▶ _EXERCISE INSTRUCTIONS_
1. In the court judgment, between which two places was the horse being carried?
2. Carry the court judgment forward from its last sentence.
---------- TEXT SHOWN
Lord DENMAN, C. J., now delivered the judgment of the Court.-This was an action on the case to recover damages for the loss of a horse, by reason of the insufficiency of one of the carriages of the defendants, on which the horse was conveyed from York to Watford.

His Lordship, after stating the pleadings and the evidence, as stated above, proceeded:-It appears to be clear, that the terms contained in the ticket, given to the plaintiff at the time the horses were received, formed part of the contract for the carriage of the horses between the plaintiff and the defendants; and

that the allegation in the declaration, that the defendants received the horses, to be safely and securely carried by them, which would throw the risk of conveyance upon the defendants, is disproved by the memorandum at the foot of the ticket; and the alleged duty of the defendants safely and securely to carry and convey the horses would not arise upon such a contract.
--------------------
---------- DATA LINES
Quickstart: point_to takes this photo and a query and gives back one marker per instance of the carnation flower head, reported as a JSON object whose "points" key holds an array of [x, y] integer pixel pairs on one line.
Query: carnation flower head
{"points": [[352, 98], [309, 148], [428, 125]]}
--------------------
▶ _ANSWERS_
1. From York to Watford.

2.
It may be, that, notwithstanding the terms of the contract, the plaintiff might have alleged, that it was the duty of the defendants to have furnished proper and sufficient carriages, and that the loss happened from a breach of that duty; but the plaintiff has not so declared, but has alleged a duty which does not arise upon the contract, as it appeared in evidence.

The rule, therefore, will be absolute.—Rule absolute to enter a nonsuit.

EASTER TERM.

MARY WELCHMAN, Administratrix of Joseph Welchman, v. JANE STURGIS.-April 21.

An Administrator may maintain an Action for Money had and received against a Party who has received Debts due to the Intestate after the Death of the Intestate and before the Grant of Administration. Where a Party arrested upon a Capias issued by Judge's Order under Sect. 3 of Stat. 1 & 2 Vict. c. 110, had paid Money into Court, an Application to take it out on perfecting special Bail must be made before Issue joined, in pursuance of Sect. 3 of Stat. 7 & 8 Geo. 4,

c. 71.

Assumpsit for money had and received by the defendant to the use of the plaintiff as administratrix. Plea, non assumpsit.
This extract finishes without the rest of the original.